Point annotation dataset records
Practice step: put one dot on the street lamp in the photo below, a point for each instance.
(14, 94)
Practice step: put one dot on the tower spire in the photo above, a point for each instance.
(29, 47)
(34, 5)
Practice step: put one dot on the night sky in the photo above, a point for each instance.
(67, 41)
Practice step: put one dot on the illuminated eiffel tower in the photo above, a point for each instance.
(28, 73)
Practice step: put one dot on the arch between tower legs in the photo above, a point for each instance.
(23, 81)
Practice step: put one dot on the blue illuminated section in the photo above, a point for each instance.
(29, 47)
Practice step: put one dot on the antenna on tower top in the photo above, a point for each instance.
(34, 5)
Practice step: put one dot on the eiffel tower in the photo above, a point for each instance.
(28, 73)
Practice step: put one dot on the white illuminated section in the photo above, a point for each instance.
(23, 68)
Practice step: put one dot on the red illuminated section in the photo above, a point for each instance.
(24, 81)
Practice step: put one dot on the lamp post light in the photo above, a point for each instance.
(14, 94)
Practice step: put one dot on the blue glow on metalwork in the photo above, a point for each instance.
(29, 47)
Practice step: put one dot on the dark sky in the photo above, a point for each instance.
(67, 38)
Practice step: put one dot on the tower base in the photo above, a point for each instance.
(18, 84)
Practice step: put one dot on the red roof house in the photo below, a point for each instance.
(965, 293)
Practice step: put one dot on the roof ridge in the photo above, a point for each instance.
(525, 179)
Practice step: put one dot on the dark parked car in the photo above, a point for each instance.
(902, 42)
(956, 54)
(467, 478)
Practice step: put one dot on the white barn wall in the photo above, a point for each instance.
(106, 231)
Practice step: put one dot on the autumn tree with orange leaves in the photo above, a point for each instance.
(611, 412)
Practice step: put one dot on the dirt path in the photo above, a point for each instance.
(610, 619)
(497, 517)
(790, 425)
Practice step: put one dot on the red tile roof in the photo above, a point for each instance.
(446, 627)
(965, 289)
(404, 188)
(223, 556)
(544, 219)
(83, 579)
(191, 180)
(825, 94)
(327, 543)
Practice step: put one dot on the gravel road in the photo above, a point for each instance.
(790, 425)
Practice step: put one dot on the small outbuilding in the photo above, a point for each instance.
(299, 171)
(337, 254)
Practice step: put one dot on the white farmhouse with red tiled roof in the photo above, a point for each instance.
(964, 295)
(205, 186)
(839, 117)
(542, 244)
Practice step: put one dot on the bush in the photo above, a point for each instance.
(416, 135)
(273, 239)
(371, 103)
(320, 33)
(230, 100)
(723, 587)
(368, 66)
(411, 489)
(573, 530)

CHALLENGE » Rewrite the records above, changing every "put one dot" to "place one dot" and keeping everything else the same.

THE RESPONSE »
Practice step: place one dot on the street lamp in the photo below, a point for each instance.
(14, 94)
Practice step: place one dot on the tower spire in the photo above, a point for each instance.
(29, 47)
(34, 5)
Practice step: place one dot on the night sky in the photo above, a point for each instance.
(67, 41)
Practice step: place one dot on the illuminated eiffel tower in the photo above, a point for each instance.
(28, 73)
Practice step: place one dot on the arch between tower legs in the photo above, a point for each instance.
(23, 81)
Practice step: place one dot on the blue illuminated section in the photo above, a point for each instance.
(29, 47)
Practice step: place one dot on the antenna on tower top in the photo above, a point for each instance.
(34, 5)
Practice step: place one dot on the eiffel tower in the photo above, a point for each instance.
(28, 73)
Practice step: place one dot on the white illuminated section in the photo above, a point for each instance.
(23, 68)
Practice step: place one dot on the red illuminated section in the photo above, a point for each instance.
(24, 81)
Practice step: place one dot on the lamp post light in the photo above, a point for each instance.
(14, 94)
Practice step: place one dot on the blue glow on metalwork in the photo above, a point for each instance.
(29, 47)
Practice step: place one dot on the dark sky in the photo above, a point for each instance.
(67, 38)
Practice step: place one dot on the tower base in the photo above, a point for each instance.
(18, 84)
Practice step: place one dot on the red roof house in the photo below, a point for each instance.
(965, 293)
Practice step: place one dot on the roof ridge in the photo above, a point for each instance.
(525, 179)
Practice step: place one dot on the dark parked car in the photo above, a point for each instance.
(902, 42)
(956, 54)
(467, 478)
Practice step: place one dot on the white barn wall in the photo above, a point for each instance.
(106, 231)
Practice step: place one dot on the autumn tree with orange leaves in the photo above, a point for each instance.
(611, 412)
Practice step: place one dot on the dirt path in the photo above, a point for each instance.
(610, 619)
(497, 517)
(790, 425)
Practice step: place one dot on the red tile roof in the photo above, a point for each instance.
(446, 627)
(965, 289)
(404, 188)
(223, 556)
(544, 219)
(83, 579)
(191, 180)
(825, 94)
(327, 543)
Practice step: place one dot on the gravel road in the photo above, a point for each instance.
(790, 425)
Practice step: place one dot on the small outbuilding in the photo above, a point for each instance.
(299, 171)
(337, 254)
Practice step: place one dot on the white farmhouse with red tiled roof in the photo above, a point for each instance.
(964, 295)
(205, 186)
(839, 117)
(542, 244)
Practice step: place one dot on the bush in the photo above, a point for each instance.
(416, 135)
(273, 239)
(371, 103)
(320, 33)
(230, 100)
(723, 587)
(368, 66)
(411, 489)
(573, 530)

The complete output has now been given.